- _Cosa si chiede_:
1. Ricopia dal brano su GIURAMENTI il passo che comincia con "Il grande teatro, quello" e finisce con "dalla tragedia classica?".
2. Elenca le azioni che, secondo il brano su GIURAMENTI, compiono le voci di cui è fatta la voce del Coro.
3. Per favore, scrivi il seguito del brano su GIURAMENTI a partire dal punto in cui si interrompe.

- _Brano fornito_:
GIURAMENTI, nuova produzione di Teatro Valdoca, è diretto da Cesare Ronconi e scritto da Mariangela Gualtieri per dodici giovani interpreti d’eccellenza. Frutto di tre mesi ininterrotti di lavoro, tra prove e vita in comune, a L’arboreto – Teatro Dimora di Mondaino, è un grande affresco che coraggiosamente tenta un modo radicale, plenario e arcaico di fare teatro, e torna al cuore del lavoro trentennale della compagnia.
Nasce con GIURAMENTI il corpo di corpi, il Coro, con la sua fluida empatia, la sua grande vitalità di movimento, fra danza e scatto atletico, e la sua voce fatta di voci che cantano, che gridano in faccia al mondo la propria inquietudine, l’amore, l’ardore, o sussurrano una sapienza enigmatica, in linea col Coro della tragedia arcaica. Dal Coro spiccano i singoli interpreti coi loro a solo intensi e teneri. I Giuramenti chiamano attori e spettatori a farsi insieme comunità teatrale, in un patto duraturo con la propria pienezza, “fedeli a se stessi e al mistero”, in questo tempo che spegne e separa.
Per il debutto romano di GIURAMENTI al Teatro Vascello di Roma dal 21 al 25 Marzo, intervistiamo l’autrice Mariangela Gualtieri, fondatrice del Teatro Valdoca insieme a Cesare Ronconi. Poeta e drammaturga, in ogni allestimento di Ronconi è presente e partecipe, pronta a captare il giro di forze della scena e a dare ad esso parola. Fin dall’inizio cura la consegna orale della poesia – con letture di versi in Italia e in vari paesi del mondo – dedicando piena attenzione all’apparato di amplificazione della voce e al sodalizio fra verso poetico e musica dal vivo. La sua attività pedagogica è ininterrotta, con laboratori di scrittura e, attualmente, di lettura di versi al microfono.
Mettiamo insieme una comunità provvisoria
e ritentiamo quel miracolo: il teatro.
Il grande teatro, quello in cui la scena si riempie
di forze che per contagio e straripamento e forza d’urto
arrivano a toccare il cuore dei presenti
Mariangela Gualtieri
GIURAMENTI, una polifonia corale. Qual è il prius logico da cui ha avuto origine l’opera? Come viene sviluppata l’indagine sulla realtà immanente a partire dalla tragedia classica?
Sì, è davvero una polifonia corale, quella di “Giuramenti”, ed è nata, come spesso i lavori di Cesare Ronconi, non da una precisa progettualità. È una sorta di germe luminoso, quello che da cui tutto prende avvio, e certo i corpi, le facce e le voci degli attori e delle attrici – cercati con tanta accuratezza – sono stati di per sé parte fondante della scrittura drammaturgica. La tragedia classica sta in noi ben riposta, ben digerita, dentro un’idea di origine che non riguarda il tempo cronologico e che teniamo viva ora, al presente. Ciò che si è amato resta, resta sempre e opera in noi. Qualcosa attraversa la storia e si mantiene vivo al di là delle mode: questo cerchiamo, quel punto dell’espressione che appartiene all’oggi, ma non del tutto, e ha in sé la densità per una tenuta che può dialogare con chi verrà poi.

- _Materiale fornito_:
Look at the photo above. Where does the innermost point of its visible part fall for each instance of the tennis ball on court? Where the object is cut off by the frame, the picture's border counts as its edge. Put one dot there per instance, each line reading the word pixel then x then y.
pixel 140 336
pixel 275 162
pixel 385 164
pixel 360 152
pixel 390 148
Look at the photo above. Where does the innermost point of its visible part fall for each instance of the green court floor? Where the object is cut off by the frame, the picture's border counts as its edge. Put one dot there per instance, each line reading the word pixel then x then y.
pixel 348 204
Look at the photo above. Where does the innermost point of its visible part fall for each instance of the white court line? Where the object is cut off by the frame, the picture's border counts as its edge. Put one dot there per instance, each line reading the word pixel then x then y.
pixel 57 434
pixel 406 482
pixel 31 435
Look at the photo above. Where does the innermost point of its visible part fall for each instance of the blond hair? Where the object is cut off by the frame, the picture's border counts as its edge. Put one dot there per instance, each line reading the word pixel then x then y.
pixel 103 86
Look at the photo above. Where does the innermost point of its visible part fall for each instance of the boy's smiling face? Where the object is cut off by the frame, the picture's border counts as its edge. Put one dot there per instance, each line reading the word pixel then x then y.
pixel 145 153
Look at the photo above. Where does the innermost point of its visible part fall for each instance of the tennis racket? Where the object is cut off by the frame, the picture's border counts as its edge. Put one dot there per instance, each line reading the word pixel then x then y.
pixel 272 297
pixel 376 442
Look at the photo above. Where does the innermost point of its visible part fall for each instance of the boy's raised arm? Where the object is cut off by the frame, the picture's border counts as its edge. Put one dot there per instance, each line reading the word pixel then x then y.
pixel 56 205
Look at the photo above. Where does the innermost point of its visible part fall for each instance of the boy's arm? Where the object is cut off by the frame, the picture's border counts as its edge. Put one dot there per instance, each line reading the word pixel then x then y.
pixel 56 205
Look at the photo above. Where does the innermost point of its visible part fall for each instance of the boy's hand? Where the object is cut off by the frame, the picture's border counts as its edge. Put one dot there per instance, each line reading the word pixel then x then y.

- _Risposte ai compiti_:
1.
Il grande teatro, quello in cui la scena si riempie
di forze che per contagio e straripamento e forza d’urto
arrivano a toccare il cuore dei presenti
Mariangela Gualtieri
GIURAMENTI, una polifonia corale. Qual è il prius logico da cui ha avuto origine l’opera? Come viene sviluppata l’indagine sulla realtà immanente a partire dalla tragedia classica?

2. cantano; gridano in faccia al mondo la propria inquietudine, l'amore, l'ardore; sussurrano una sapienza enigmatica

3.
L’uso del verso in Teatro. Come si pone scenicamente l’utilizzo della parola in questo spettacolo rispetto ai lavori precedenti?
Ci sono assilli della regia, quelli stessi che poi connotano ogni arte che sia tale, e qui si manifestano nella frontalità del dire, nel rifiuto di ogni seduzione, nel sostegno di tutti al dire di ognuno, nello schivare ogni strategia o astuzia scenica, o artificio. Rispetto ai lavori precedenti qui è certo maturata l’energia espressiva del coro, anche per via del modo particolare in cui si sono svolte le prove, in una esperienza di totale condivisione: la parola poetica entrava quasi in ogni momento del quotidiano, dalle incursioni nel bosco dove veniva ripetuta coralmente, fino alla manifestazione bolognese contro la violenza alle donne, nella quale attori e attrici si sono trovati quasi spontaneamente a gridarla insieme.
La trasmissione del suono attraverso l’attore: in che modo il processo creativo di scrittura si è misurato con la molteplicità dei corpi e delle voci degli attori presenti sulla scena?
Io ho convissuto con loro nei tre mesi di prove ed ho scritto il testo in questo periodo di tempo. Ho cercato parole per ognuno, lavorando la notte e poi portando loro l’indomani quanto ero riuscita a comporre. Li ricordo come momenti di grandissima intensità e di condivisione profonda: loro sapevano che io mi stavo mettendo a nudo, portando una parola ancora non perfettamente decantata, non ripulita né ri-meditata. Erano davvero momenti ad alta intensità del sentire, fortemente stimolanti per me, anche se spesso annaspavo in una sorta di panico, in attesa che le parole arrivassero. Poi ascoltavo sempre con grande attenzione le loro reazioni, sia emotive che razionali.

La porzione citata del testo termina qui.